▶ [INSTRUCTIONS]
**A)** Using the page on Australian tax and superannuation, please answer these questions, one per line:
(i) By what date must a tax return be lodged if no extension has been requested?
(ii) What share of wages must an employer take in tax from someone without a Tax File Number?
(iii) What is the payment called that temporary residents can receive from their super when they leave?
**B)** Decide whether each statement agrees with the page on Australian tax and superannuation. Give yes or no for each, with the text's deciding words in quotation marks.
(i) Non-residents have to pay the Medicare levy.
(ii) Getting a Tax File Number is a compulsory requirement.
(iii) Employer super payments must be at least 9.5% of ordinary earnings.
**C)** Carry on the page on Australian tax and superannuation from its final sentence.

▶ [TEXT UNDER STUDY]
┏━━

Do I need to lodge a tax return in Australia?
- If you are not an Australian resident but are working or have worked in Australia (including those on working holiday visas) you are required to lodge an Income Tax return.
- As a non-resident you will pay tax differently from residents, such as not having to pay the Medicare levy but also not being liable for the tax free threshold.
- The Australian tax year ends on June 30 and you are required to lodge your tax return by October 31, unless you have requested an extension.
- If you become an Australian resident during the income year you will receive residency tax rates on a pro rata basis.
- If you are leaving Australia permanently before the tax year ends and are not earning any income in Australia, you can lodge an early tax return.
- To lodge an Income Tax return you will need a Tax File Number (TFN). This is a unique number issued to individuals that is used for ID and record keeping purposes and without one you will be at a serious disadvantage (see below).
Important! If you are opening an Australian bank account or will be earning money in this country you should get a Tax File Number (TFN) as soon as possible. Although it is not a compulsory requirement, without one your employer must take 47% of your wages in tax and you will be charged the same rate on any interest accrued in your bank accounts. Once you arrive in Australia, with a valid visa, you can apply online for a TFN.
For further information go to www.immi.gov.au
Tax Rates 2019-2020
What Is Superannuation and am I entitled to receive it?
Superannuation (or Super) is the retirement or pensions program in Australia. It is compulsory for most employers to pay super contributions to their employees who have a monthly wage over $450. The amount paid must be at least 9.5% of your ordinary earnings which became effective 1 July 2014. You can boost your super with your own contributions subject to maximum age-based limits which has tax advantages and there are government co-contributions available which can encourage you to save. The money set aside is invested by your Super fund in stocks, shares, property and other considered investments and can be accessed at 60 years old or when you retire at 55 years old. Temporary residents who receive super whilst working in Australia can receive their benefits when they leave – this is called a Departing Australia Superannuation Payment (DASP).

┗━━

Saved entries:
┏━━

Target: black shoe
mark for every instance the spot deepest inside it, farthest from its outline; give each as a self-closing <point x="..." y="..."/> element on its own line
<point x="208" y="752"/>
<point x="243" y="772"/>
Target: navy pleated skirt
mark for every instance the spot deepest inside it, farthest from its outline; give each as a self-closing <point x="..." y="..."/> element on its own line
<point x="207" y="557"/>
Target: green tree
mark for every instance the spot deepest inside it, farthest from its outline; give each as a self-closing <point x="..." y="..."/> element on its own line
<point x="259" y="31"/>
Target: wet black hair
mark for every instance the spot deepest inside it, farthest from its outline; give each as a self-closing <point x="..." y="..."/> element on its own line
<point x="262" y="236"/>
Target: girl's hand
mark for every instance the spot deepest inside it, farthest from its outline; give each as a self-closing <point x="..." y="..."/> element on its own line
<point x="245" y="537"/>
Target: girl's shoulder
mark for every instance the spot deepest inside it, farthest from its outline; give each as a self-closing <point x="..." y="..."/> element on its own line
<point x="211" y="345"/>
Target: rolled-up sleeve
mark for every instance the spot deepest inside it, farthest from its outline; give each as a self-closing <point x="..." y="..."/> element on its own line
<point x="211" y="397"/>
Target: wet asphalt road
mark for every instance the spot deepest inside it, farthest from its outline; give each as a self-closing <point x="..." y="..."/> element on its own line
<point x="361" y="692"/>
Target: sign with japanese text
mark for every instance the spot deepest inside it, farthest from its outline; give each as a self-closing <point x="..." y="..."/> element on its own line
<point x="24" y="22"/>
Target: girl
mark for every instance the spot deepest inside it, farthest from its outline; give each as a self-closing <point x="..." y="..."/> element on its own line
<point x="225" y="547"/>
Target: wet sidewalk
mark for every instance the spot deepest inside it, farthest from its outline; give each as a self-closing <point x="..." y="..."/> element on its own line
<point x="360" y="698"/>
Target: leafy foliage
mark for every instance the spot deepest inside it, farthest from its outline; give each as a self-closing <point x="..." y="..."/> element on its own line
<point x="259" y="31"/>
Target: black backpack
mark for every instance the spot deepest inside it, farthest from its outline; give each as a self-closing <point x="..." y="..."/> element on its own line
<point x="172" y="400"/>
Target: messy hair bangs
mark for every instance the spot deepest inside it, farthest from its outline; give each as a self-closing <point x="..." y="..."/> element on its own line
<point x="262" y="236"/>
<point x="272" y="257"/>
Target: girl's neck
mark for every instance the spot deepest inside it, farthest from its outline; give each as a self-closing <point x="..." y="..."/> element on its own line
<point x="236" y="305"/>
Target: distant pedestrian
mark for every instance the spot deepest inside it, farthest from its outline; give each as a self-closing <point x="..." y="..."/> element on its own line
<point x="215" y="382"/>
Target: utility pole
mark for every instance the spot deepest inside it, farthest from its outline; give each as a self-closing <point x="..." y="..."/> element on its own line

┗━━

▶ [SET OF ANSWERS]
**A)**
(i) October 31
(ii) 47%
(iii) A Departing Australia Superannuation Payment (DASP)

**B)**
(i) No: "not having to pay the Medicare levy"
(ii) No: "Although it is not a compulsory requirement"
(iii) Yes: "The amount paid must be at least 9.5% of your ordinary earnings"

**C)**
What is Fringe Benefits Tax?
Fringe benefits tax (FBT) is paid on certain benefits employers provide to their employees or their employees' associates in place of salary or wages.
For more information go to https://www.business.gov.au/finance/taxation/fringe-benefits-tax
Tax & Australian Business Owners
- Most Companies are required to pay a flat rate of 30% tax with some concessions available for small businesses that generate less than 2 million dollars annually.
- If you operate as a sole trader you can use your personal Tax File Number (TFN) for tax and accounting purposes. Partnerships, companies and trusts must also apply for a business Tax File Number (TFN).
- An Australian Business Number (ABN) is recommended for most businesses and is a legal requirement for some. If you choose not to have an ABN other businesses can withhold 47% of payments to you.
- If you are paying employees or directors you must be registered for PAYG (pay-as-you-go) and withhold tax from payments you make to them If you provide additional non-cash benefits, such as a company car, you may be required to pay FBT (fringe benefits tax).
- If you are paying employees over $450 per month you may be required to pay compulsory super contributions. Super is the Australian pensions or retirement program.
- Books and records must be preserved for a period of 5 years for tax purposes.